[EXCERPTED PASSAGE]:

------------------------

[GSoC] Ghidra firmware utilities, wrap-up

Hi everyone. The official programming period for GSoC 2019 is now over, and it’s time for final evaluations. I will use this post to summarize what I’ve worked on this summer, as well as how to use the Ghidra plugin.

The project is available on GitHub: https://github.com/al3xtjames/ghidra-firmware-utils

Project details

In my initial project proposal, I planned on writing various filesystem loaders (for hybrid PCI option ROMs, Intel flash descriptor images, coreboot File System images, and UEFI firmware volumes), a binary loader for legacy x86 PCI option ROMs, and a UEFI helper script. I ended up implementing all of these in the Ghidra plugin, and also worked on a UEFI Terse Executable binary loader. You can look at my previous blogposts to see my progress throughout the summer.

Here is a description of the components included in the project:

FS loaders allow files stored within binary images to be imported directly into Ghidra. The following FS loaders are implemented in this project:

Hybrid PCI option ROM

Some PCI option ROMs may contain multiple executable ROMs. This is usually used to support multiple firmware types (e.g. a video card with legacy BIOS VGA support and UEFI Graphics Output Protocol support). The FS loader allows each embedded executable ROM image to be imported.

Intel firmware descriptor (IFD)

Recent Intel platforms have multiple regions on the SPI flash (used to store system firmware). The descriptor region describes the layout of these flash regions. The FS loader allows each flash region to be imported. Ghidra supports nested FS loaders, so other FS loaders (FMAP/CBFS or UEFI FV) can be used to parse certain regions, such as the BIOS region.

Flash Map (FMAP)

This is another standard for describing flash regions, used by coreboot and various Google devices. Like the IFD FS loader, this allows each defined flash region to be imported, and it can be used with other FS loaders (e.g. the COREBOOT region can be parsed with the CBFS loader).

coreboot File System (CBFS)

coreboot uses a simple file system to store independent binaries and data files. The CBFS loader can be used to import each CBFS file for analysis; for example, PCI option ROMs stored as CBFS files can be imported. Optional CBFS file compression (LZ4/LZMA) is supported.

UEFI firmware volume (FV)/firmware file system (FFS)

UEFI firmware images use firmware volumes for storing firmware files, which may consist of multiple sections. The UEFI FV FS loader allows UEFI firmware volumes to be imported, including embedded firmware files/sections.

This project also implements a couple of binary loaders:

Legacy x86 option ROM

PCI option ROMs that target the x86 legacy BIOS contain a raw 16-bit executable image. They also have additional header fields, including a field with the entry point instruction. The binary loader resolves the entry point and specifies that 16-bit x86 disassembly should be used.

------------------------

[PROVIDED MATERIAL]:

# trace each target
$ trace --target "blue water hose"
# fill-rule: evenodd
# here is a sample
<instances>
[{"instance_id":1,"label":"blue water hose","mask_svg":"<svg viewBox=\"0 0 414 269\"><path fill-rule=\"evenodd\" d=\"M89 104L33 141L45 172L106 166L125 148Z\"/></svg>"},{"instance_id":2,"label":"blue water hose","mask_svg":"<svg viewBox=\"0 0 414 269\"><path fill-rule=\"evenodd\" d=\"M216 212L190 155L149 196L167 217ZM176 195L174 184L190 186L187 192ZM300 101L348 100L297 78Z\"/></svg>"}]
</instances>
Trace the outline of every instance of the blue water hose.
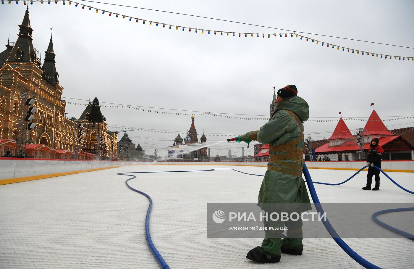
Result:
<instances>
[{"instance_id":1,"label":"blue water hose","mask_svg":"<svg viewBox=\"0 0 414 269\"><path fill-rule=\"evenodd\" d=\"M385 213L389 213L390 212L400 212L404 211L414 211L414 207L407 207L405 208L392 208L391 209L385 209L385 210L381 210L380 211L378 211L378 212L375 212L372 214L372 219L374 221L377 223L377 224L380 225L381 226L384 227L388 230L389 230L392 232L393 232L395 233L397 233L399 235L402 235L404 237L407 237L409 239L411 239L411 240L414 240L414 235L412 234L407 232L404 232L404 231L401 230L399 229L397 229L395 227L393 227L390 225L388 225L386 223L383 222L379 220L377 218L377 217L381 214L385 214Z\"/></svg>"},{"instance_id":2,"label":"blue water hose","mask_svg":"<svg viewBox=\"0 0 414 269\"><path fill-rule=\"evenodd\" d=\"M366 166L365 167L366 167ZM414 194L414 191L411 191L407 189L404 188L404 187L402 187L401 186L400 186L400 185L399 184L398 184L396 182L395 182L395 181L394 181L392 179L391 177L390 177L389 176L388 176L388 174L385 174L385 172L384 172L382 170L381 170L381 168L380 168L380 167L378 167L376 165L374 165L374 167L375 167L375 168L377 168L377 169L378 169L378 170L379 170L381 172L382 172L383 174L385 174L385 177L388 177L389 179L390 179L390 180L391 180L391 181L392 181L393 183L394 183L394 184L395 184L397 186L398 186L399 187L400 187L400 188L401 188L402 189L404 190L404 191L405 191L407 192L409 192L410 194Z\"/></svg>"},{"instance_id":3,"label":"blue water hose","mask_svg":"<svg viewBox=\"0 0 414 269\"><path fill-rule=\"evenodd\" d=\"M126 184L128 188L134 191L136 191L137 192L140 193L141 194L145 196L147 196L147 198L148 199L148 200L149 200L149 206L148 206L148 209L147 211L147 217L145 218L145 235L146 235L147 242L148 243L148 247L149 248L150 250L151 250L152 254L154 255L154 257L155 257L155 259L156 260L157 262L158 263L158 264L159 264L160 266L161 267L161 268L162 268L162 269L170 269L170 267L169 267L168 264L167 264L167 263L165 262L165 261L164 261L164 259L163 259L161 254L159 254L159 252L158 252L158 251L157 250L156 248L154 246L154 244L152 243L152 240L151 240L151 237L149 235L149 215L151 212L151 208L152 207L152 199L151 199L151 197L150 197L149 195L143 192L142 191L135 189L134 189L128 184L128 181L136 177L135 176L134 176L133 174L128 174L126 173L118 173L118 174L131 176L132 177L130 177L125 180L125 184Z\"/></svg>"},{"instance_id":4,"label":"blue water hose","mask_svg":"<svg viewBox=\"0 0 414 269\"><path fill-rule=\"evenodd\" d=\"M303 171L305 178L306 179L306 184L308 184L308 188L309 189L309 193L310 194L310 196L312 197L312 200L313 200L313 203L315 204L316 210L319 213L320 216L323 216L325 212L323 211L323 208L322 208L322 206L320 205L320 202L319 201L319 199L318 197L318 195L316 194L316 191L315 191L315 187L313 186L313 182L312 182L312 178L310 177L310 175L309 174L309 171L308 170L308 167L306 167L306 165L304 165L303 166ZM337 232L333 228L333 227L332 227L327 218L324 219L324 218L322 218L322 222L326 230L327 230L328 232L329 233L329 234L331 235L331 236L332 237L333 240L338 244L338 245L347 254L349 255L351 258L354 259L354 260L368 269L381 269L381 267L378 267L376 265L368 262L358 255L352 249L349 247L349 246L347 245L345 241L339 237L339 235L338 235L338 234L337 233Z\"/></svg>"},{"instance_id":5,"label":"blue water hose","mask_svg":"<svg viewBox=\"0 0 414 269\"><path fill-rule=\"evenodd\" d=\"M310 194L310 196L312 197L312 200L313 201L313 203L315 205L315 207L316 208L316 210L319 213L320 216L323 216L324 213L323 209L322 208L322 206L320 205L320 202L319 201L319 198L318 197L318 195L316 194L316 191L315 189L315 187L313 185L313 183L316 183L318 184L323 184L325 185L340 185L343 184L348 181L351 179L351 178L354 177L355 175L356 175L358 173L360 172L361 171L363 170L364 169L366 168L366 166L364 166L361 169L360 169L358 172L354 174L351 177L348 178L344 182L340 182L339 183L326 183L325 182L312 182L312 178L310 177L310 175L309 174L309 171L308 170L308 167L306 167L306 165L304 165L303 167L303 174L305 176L305 179L306 179L306 182L308 184L308 188L309 190L309 192ZM397 182L394 181L392 179L391 179L389 176L388 176L386 174L385 174L384 171L381 170L379 167L374 166L375 168L378 169L383 174L384 174L388 179L389 179L393 183L398 186L399 187L401 188L402 189L409 192L414 194L414 192L411 191L409 190L407 190L402 186L398 184ZM138 174L138 173L171 173L171 172L205 172L205 171L215 171L216 170L233 170L237 172L240 173L242 173L243 174L250 174L255 176L258 176L260 177L264 177L263 175L258 174L251 174L249 173L246 173L245 172L243 172L240 171L236 169L233 169L232 168L216 168L216 169L212 169L209 170L186 170L186 171L153 171L153 172L131 172L130 173L118 173L118 174L123 175L128 175L132 177L128 179L127 179L125 183L127 186L130 189L132 190L138 192L142 194L143 194L146 196L147 198L149 201L149 205L148 206L148 209L147 212L147 217L145 219L145 233L146 235L146 239L148 243L148 247L151 250L151 252L154 255L154 257L155 257L156 259L157 262L159 264L160 266L163 269L169 269L170 267L168 267L168 265L167 264L165 261L164 260L162 257L161 256L161 254L157 250L155 247L154 246L154 244L152 243L152 241L151 240L151 236L149 234L149 216L151 213L151 208L152 207L152 200L151 199L151 197L147 194L139 191L137 189L134 189L128 184L128 182L130 180L135 178L136 177L134 175L129 174ZM392 209L387 209L386 210L382 210L381 211L378 211L374 213L372 216L373 219L376 223L386 228L392 230L397 233L407 238L409 238L410 239L414 240L414 235L412 235L411 234L409 233L404 231L402 231L400 230L395 228L386 223L385 223L379 220L377 218L377 216L380 215L381 214L383 214L384 213L388 213L389 212L400 212L402 211L408 211L411 210L414 210L414 208L395 208ZM352 258L354 260L356 261L357 262L359 263L360 264L364 267L368 269L380 269L380 267L378 267L378 266L371 264L366 260L365 259L360 256L359 256L356 252L354 251L352 249L351 249L349 246L348 246L344 241L339 237L339 235L335 231L335 230L332 227L330 223L327 220L327 219L324 219L323 218L322 220L323 223L324 225L325 225L325 228L326 228L327 230L329 233L330 235L334 239L335 242L338 244L338 245L347 254L348 254L351 258Z\"/></svg>"}]
</instances>

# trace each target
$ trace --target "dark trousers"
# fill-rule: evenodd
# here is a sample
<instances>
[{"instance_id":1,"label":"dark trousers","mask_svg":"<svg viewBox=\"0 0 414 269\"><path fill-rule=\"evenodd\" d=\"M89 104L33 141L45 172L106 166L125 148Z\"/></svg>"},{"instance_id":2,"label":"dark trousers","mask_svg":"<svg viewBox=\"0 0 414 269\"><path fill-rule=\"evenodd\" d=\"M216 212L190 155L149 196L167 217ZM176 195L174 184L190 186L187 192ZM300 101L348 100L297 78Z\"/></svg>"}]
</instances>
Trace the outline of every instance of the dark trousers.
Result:
<instances>
[{"instance_id":1,"label":"dark trousers","mask_svg":"<svg viewBox=\"0 0 414 269\"><path fill-rule=\"evenodd\" d=\"M368 167L368 174L366 175L366 178L370 181L372 181L373 176L375 176L374 178L375 181L380 181L380 170L375 167L370 166Z\"/></svg>"}]
</instances>

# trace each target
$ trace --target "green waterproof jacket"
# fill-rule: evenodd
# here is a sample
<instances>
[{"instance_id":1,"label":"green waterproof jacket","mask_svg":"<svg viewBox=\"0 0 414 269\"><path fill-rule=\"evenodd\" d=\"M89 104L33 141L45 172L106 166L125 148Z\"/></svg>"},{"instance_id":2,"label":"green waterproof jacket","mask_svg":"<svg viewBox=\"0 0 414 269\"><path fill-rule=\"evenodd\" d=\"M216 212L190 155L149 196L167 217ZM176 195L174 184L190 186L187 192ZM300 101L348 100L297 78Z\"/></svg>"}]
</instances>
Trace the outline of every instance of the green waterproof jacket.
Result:
<instances>
[{"instance_id":1,"label":"green waterproof jacket","mask_svg":"<svg viewBox=\"0 0 414 269\"><path fill-rule=\"evenodd\" d=\"M271 119L259 131L244 137L269 145L269 162L259 193L258 205L267 204L301 205L301 211L311 209L303 167L303 124L309 118L309 106L294 96L279 103Z\"/></svg>"}]
</instances>

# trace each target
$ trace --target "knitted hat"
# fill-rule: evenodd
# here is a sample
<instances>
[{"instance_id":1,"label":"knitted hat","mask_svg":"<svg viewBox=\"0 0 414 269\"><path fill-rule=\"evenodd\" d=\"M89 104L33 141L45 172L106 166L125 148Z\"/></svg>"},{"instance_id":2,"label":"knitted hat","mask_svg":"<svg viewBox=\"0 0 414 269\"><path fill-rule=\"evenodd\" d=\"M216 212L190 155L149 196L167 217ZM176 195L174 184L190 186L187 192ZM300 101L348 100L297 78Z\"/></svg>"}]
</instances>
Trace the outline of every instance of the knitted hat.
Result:
<instances>
[{"instance_id":1,"label":"knitted hat","mask_svg":"<svg viewBox=\"0 0 414 269\"><path fill-rule=\"evenodd\" d=\"M284 88L279 89L277 91L277 95L283 98L296 96L298 95L298 89L294 85L288 85Z\"/></svg>"}]
</instances>

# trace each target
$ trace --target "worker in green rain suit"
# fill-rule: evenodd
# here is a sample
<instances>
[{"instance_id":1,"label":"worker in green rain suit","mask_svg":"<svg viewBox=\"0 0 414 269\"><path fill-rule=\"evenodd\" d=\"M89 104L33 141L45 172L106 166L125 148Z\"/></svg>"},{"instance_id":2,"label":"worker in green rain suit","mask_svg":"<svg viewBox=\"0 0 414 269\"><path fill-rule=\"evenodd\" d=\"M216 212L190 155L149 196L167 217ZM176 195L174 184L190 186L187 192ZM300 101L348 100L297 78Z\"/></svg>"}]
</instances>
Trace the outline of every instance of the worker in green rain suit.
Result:
<instances>
[{"instance_id":1,"label":"worker in green rain suit","mask_svg":"<svg viewBox=\"0 0 414 269\"><path fill-rule=\"evenodd\" d=\"M271 111L269 121L259 131L251 131L238 138L238 142L248 143L254 140L269 145L269 162L258 203L266 212L269 211L267 208L269 204L289 204L293 207L296 206L296 212L299 215L311 209L302 177L304 165L303 122L309 118L309 106L305 100L297 96L297 94L294 85L279 89L276 109L274 112ZM258 262L277 262L280 260L281 253L302 254L301 218L296 221L286 222L265 219L264 223L265 227L288 226L287 237L282 239L284 237L283 230L267 231L262 246L251 250L246 258Z\"/></svg>"}]
</instances>

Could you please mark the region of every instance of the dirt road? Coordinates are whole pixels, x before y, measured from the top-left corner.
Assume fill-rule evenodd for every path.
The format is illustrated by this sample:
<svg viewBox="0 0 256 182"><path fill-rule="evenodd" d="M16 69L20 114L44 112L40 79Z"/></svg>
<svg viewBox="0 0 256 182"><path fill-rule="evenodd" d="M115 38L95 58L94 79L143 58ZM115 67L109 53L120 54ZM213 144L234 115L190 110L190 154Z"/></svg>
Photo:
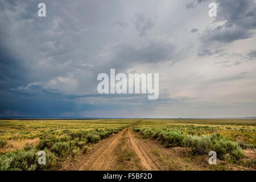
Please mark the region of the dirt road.
<svg viewBox="0 0 256 182"><path fill-rule="evenodd" d="M218 169L218 166L208 165L208 155L195 157L190 156L189 148L166 148L156 140L142 139L131 128L101 140L91 146L89 152L77 156L74 160L67 160L61 170ZM221 165L224 163L218 162ZM230 170L245 169L237 165L229 165L226 166Z"/></svg>
<svg viewBox="0 0 256 182"><path fill-rule="evenodd" d="M76 162L68 164L63 169L64 170L118 170L117 166L119 163L118 159L120 156L117 154L116 151L122 150L119 146L121 141L124 142L125 146L132 151L133 157L138 160L131 160L137 164L132 164L132 170L159 170L160 165L152 159L155 156L150 154L144 146L144 143L140 142L131 131L131 127L125 129L118 134L101 141L98 144L93 147L90 152L84 156L79 157ZM123 148L123 146L122 147ZM121 155L126 155L127 154L121 154ZM122 156L121 156L122 157ZM130 159L129 159L130 160ZM130 162L131 163L131 162ZM126 164L124 164L126 165Z"/></svg>
<svg viewBox="0 0 256 182"><path fill-rule="evenodd" d="M154 163L151 159L155 156L150 155L147 151L146 147L143 146L143 142L139 142L136 137L131 133L131 129L128 130L128 136L129 145L132 150L136 153L138 157L141 159L141 167L147 171L158 170L156 163Z"/></svg>

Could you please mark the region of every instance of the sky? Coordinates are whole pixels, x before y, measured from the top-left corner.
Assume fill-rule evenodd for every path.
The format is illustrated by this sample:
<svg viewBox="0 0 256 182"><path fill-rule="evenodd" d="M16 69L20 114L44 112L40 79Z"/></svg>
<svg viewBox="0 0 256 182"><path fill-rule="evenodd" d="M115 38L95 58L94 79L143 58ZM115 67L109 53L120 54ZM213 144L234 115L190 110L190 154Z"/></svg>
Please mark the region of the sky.
<svg viewBox="0 0 256 182"><path fill-rule="evenodd" d="M0 0L0 117L256 116L254 0ZM158 99L99 94L110 68L159 73Z"/></svg>

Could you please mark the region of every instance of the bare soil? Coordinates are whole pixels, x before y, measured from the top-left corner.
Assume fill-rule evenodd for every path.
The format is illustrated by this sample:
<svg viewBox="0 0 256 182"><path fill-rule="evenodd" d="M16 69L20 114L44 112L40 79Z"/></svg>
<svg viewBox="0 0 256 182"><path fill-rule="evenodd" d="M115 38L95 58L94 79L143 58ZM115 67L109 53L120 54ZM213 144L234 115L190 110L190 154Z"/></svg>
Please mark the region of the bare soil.
<svg viewBox="0 0 256 182"><path fill-rule="evenodd" d="M255 151L245 152L255 158ZM189 148L166 148L157 140L143 139L130 127L91 146L86 154L67 160L61 170L255 170L220 160L209 165L209 158L193 155Z"/></svg>

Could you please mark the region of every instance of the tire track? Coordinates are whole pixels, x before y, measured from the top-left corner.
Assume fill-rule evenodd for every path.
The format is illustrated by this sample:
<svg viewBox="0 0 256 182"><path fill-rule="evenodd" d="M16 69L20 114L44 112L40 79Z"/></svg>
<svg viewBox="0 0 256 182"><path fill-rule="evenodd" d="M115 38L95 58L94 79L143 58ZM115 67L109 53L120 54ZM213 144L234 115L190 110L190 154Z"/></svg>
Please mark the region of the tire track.
<svg viewBox="0 0 256 182"><path fill-rule="evenodd" d="M123 129L116 135L109 139L103 144L87 161L79 168L79 171L92 171L92 170L111 170L113 168L111 165L112 162L115 160L115 156L113 155L114 147L117 146L122 134L127 129ZM113 170L112 169L112 170Z"/></svg>
<svg viewBox="0 0 256 182"><path fill-rule="evenodd" d="M154 171L159 170L159 167L152 160L152 156L147 151L143 144L139 142L130 132L131 127L128 129L128 136L129 145L133 150L136 153L138 158L141 159L141 166L146 170Z"/></svg>

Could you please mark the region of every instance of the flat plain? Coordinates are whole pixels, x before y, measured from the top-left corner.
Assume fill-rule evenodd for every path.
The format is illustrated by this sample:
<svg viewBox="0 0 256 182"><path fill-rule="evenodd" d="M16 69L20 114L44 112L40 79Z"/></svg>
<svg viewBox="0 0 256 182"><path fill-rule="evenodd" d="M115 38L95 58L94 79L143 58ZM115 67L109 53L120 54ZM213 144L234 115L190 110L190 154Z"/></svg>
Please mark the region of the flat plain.
<svg viewBox="0 0 256 182"><path fill-rule="evenodd" d="M254 119L2 119L0 169L255 170L255 130Z"/></svg>

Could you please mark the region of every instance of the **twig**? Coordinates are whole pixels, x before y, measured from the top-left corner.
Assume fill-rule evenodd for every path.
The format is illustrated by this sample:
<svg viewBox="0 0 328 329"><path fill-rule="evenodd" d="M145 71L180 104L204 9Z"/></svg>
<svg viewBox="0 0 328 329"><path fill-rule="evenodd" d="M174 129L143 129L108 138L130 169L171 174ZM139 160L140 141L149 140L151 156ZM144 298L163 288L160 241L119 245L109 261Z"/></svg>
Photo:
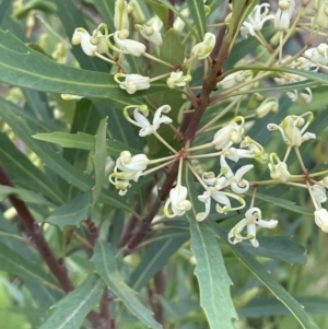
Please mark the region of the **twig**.
<svg viewBox="0 0 328 329"><path fill-rule="evenodd" d="M1 164L0 164L0 185L14 187L7 171ZM45 239L42 226L38 225L38 223L34 220L26 204L14 196L9 196L9 200L12 203L12 205L15 208L21 221L23 222L25 232L34 242L38 252L40 254L42 258L45 260L51 273L55 275L57 281L61 285L62 290L66 293L69 293L70 291L74 290L74 285L71 282L70 278L68 277L68 272L66 267L63 266L63 262L56 258L50 246ZM98 328L99 316L96 312L94 310L90 312L87 315L87 319L92 322L95 329Z"/></svg>

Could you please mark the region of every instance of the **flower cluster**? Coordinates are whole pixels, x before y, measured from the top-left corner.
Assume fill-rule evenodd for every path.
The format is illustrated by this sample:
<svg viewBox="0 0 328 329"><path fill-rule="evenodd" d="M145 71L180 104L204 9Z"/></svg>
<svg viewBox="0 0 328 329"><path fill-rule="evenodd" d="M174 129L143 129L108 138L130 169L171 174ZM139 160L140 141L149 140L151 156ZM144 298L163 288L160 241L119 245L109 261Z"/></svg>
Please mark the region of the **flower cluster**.
<svg viewBox="0 0 328 329"><path fill-rule="evenodd" d="M245 218L230 231L227 237L232 244L248 239L254 247L258 247L256 227L273 228L277 226L278 221L262 220L261 210L255 207L257 188L261 185L270 184L291 185L308 190L315 208L315 223L324 232L328 232L328 211L321 207L327 200L326 188L328 183L326 180L328 178L319 181L315 180L315 176L307 173L300 153L300 148L305 141L316 139L314 133L306 131L313 120L313 114L288 115L280 125L268 125L269 131L280 131L282 140L286 144L286 152L283 156L278 154L279 152L272 152L268 155L258 141L247 136L248 127L253 125L254 119L262 118L269 113L277 113L279 108L277 97L265 97L259 94L258 90L251 92L259 86L262 80L272 77L273 79L271 80L267 79L267 83L271 83L273 86L277 84L284 85L286 95L292 101L298 99L300 95L305 102L312 102L312 90L305 86L305 92L298 93L297 84L295 85L295 83L302 83L306 80L304 71L316 72L320 68L326 68L328 64L328 45L321 43L312 48L305 47L298 54L292 56L283 52L289 36L295 31L296 25L311 31L311 42L308 44L312 44L315 35L319 34L323 28L328 27L327 1L314 1L314 19L306 24L302 24L301 17L306 20L307 16L303 9L298 14L295 14L294 0L279 0L276 13L270 12L269 3L254 5L249 15L242 23L239 33L243 38L257 38L261 45L260 49L263 49L263 52L267 51L267 56L263 56L266 60L261 62L261 67L272 67L273 69L272 71L261 71L261 67L257 68L257 71L248 67L245 69L245 63L248 62L245 62L246 60L244 59L237 62L233 70L224 72L218 80L214 80L213 90L219 90L219 92L210 92L211 97L208 97L208 101L212 102L211 105L224 104L225 101L230 101L230 103L220 113L211 114L211 118L207 118L207 122L196 131L195 140L185 140L186 131L181 127L188 121L186 119L187 115L194 113L198 104L203 102L197 95L199 91L202 91L202 86L197 86L194 83L189 84L194 78L194 69L199 61L203 63L204 74L208 74L211 68L215 66L215 61L210 56L212 51L215 51L215 34L206 32L202 37L195 37L192 33L186 34L186 39L190 42L186 43L185 59L180 64L173 66L161 57L162 51L165 50L163 49L163 22L157 16L147 21L138 1L130 1L129 3L126 0L115 1L115 31L110 34L107 25L104 23L93 31L92 34L89 34L82 27L78 27L73 34L72 44L81 45L85 55L96 56L110 62L114 67L116 66L117 71L112 69L114 80L128 94L145 91L151 87L154 81L163 80L166 82L167 89L179 89L179 92L186 98L181 106L179 118L174 117L168 104L159 106L153 101L148 102L148 105L129 105L125 107L124 116L129 122L140 129L139 136L156 138L167 149L169 155L149 158L149 154L154 153L145 152L132 155L129 151L122 151L116 160L114 172L109 175L109 180L118 189L119 195L124 196L127 193L131 187L131 180L138 181L140 177L156 171L169 171L175 167L177 168L175 172L176 180L173 183L169 192L167 190L168 198L163 207L163 213L167 218L181 216L192 205L190 196L188 196L189 191L183 185L183 172L188 169L198 181L197 186L201 190L198 201L203 203L204 207L203 212L196 214L196 220L203 221L209 218L213 203L215 211L221 214L248 209L245 212ZM204 4L204 12L209 14L210 7ZM136 23L133 34L131 34L129 23L130 15L133 16L133 22ZM232 15L229 15L224 24L231 24L231 17ZM175 30L183 32L189 22L189 10L181 8L180 17L176 19L173 26ZM271 24L276 28L276 35L272 36L270 42L262 34L265 24ZM160 62L166 66L166 71L164 70L164 73L156 77L148 77L148 73L142 75L140 73L141 70L131 72L130 68L132 66L125 58L127 55L143 57L152 62ZM258 58L261 58L261 56L262 54L258 54ZM247 60L256 62L258 58L249 58ZM147 72L151 72L150 74L153 71L151 69L147 70ZM289 86L290 83L294 84ZM165 84L163 83L163 85ZM282 87L279 90L281 91ZM194 91L197 93L194 93ZM242 102L246 98L245 94L248 93L253 94L248 104L250 110L254 110L251 114L245 114L241 110ZM65 97L74 98L78 96L66 95ZM151 110L149 108L153 109L152 114L150 114ZM231 110L234 110L233 115ZM174 114L176 113L174 111ZM149 117L152 117L152 119ZM180 127L174 126L174 122L181 121L184 124ZM166 125L177 137L176 144L179 143L178 149L173 146L159 132L162 125ZM209 138L209 132L212 130L215 132L211 136L210 142L203 142L202 139L198 139L203 132L206 138ZM302 175L292 174L289 168L288 158L292 150L296 152L303 171ZM213 172L199 172L199 169L196 169L194 162L206 157L215 161L215 169ZM241 165L241 160L244 163L246 162L246 164ZM261 164L268 162L268 176L271 179L263 181L249 181L247 179L247 176L249 177L254 172L251 171L254 161L258 161ZM253 189L253 198L247 204L245 195L249 192L249 189ZM246 236L242 235L244 228L247 230Z"/></svg>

------------------------

[STATED GOAL A]:
Reproduce the part of the Ghidra firmware utilities post between "Project details" and "throughout the summer.", inclusive.
[STATED GOAL B]:
Write the next part of the Ghidra firmware utilities post, picking up after its last sentence.
The rows are separate from the Ghidra firmware utilities post.

[TASK ANSWER A]:
Project details

In my initial project proposal, I planned on writing various filesystem loaders (for hybrid PCI option ROMs, Intel flash descriptor images, coreboot File System images, and UEFI firmware volumes), a binary loader for legacy x86 PCI option ROMs, and a UEFI helper script. I ended up implementing all of these in the Ghidra plugin, and also worked on a UEFI Terse Executable binary loader. You can look at my previous blogposts to see my progress throughout the summer.

[TASK ANSWER B]:
UEFI Terse Executable (TE)

UEFI binaries can use one of two executable formats: the Portable Executable (PE32) format (also used on Windows), and the Terse Executable (TE) format. Terse Executables are essentially simplified PE32 binaries – the numerous DOS/NT/optional headers are condensed into a single TE header, without any superfluous header fields. The binary loader resolves the entry point and defines memory blocks corresponding to the sections defined in the TE header.

Finally, a helper script for assisting with the analysis of UEFI binaries is
included. The UEFI helper script does the following:

  • Imports a UEFI data type library
  • Defines the entry point signature
  • Searches for known EFI GUIDs in the .data/.text segments
  • Attempts to locate global EFI table pointers (gST/gBS/gRT)
  • Attempts to perform propagation of some EFI types to called functions

Project usage

Instructions for how to build and use the Ghidra plugin are included in the project’s README, but I’ll restate them here.

Building the plugin

Like other Ghidra plugins (and Ghidra itself), this project uses Gradle as the build system. Set the GHIDRA_INSTALL_DIR environment variable (point it to your Ghidra installation directory) and run gradle to build the plugin. Install the generated ZIP (in the dist directory) by selecting
File > Install Extensions in Ghidra, and then clicking the green plus icon.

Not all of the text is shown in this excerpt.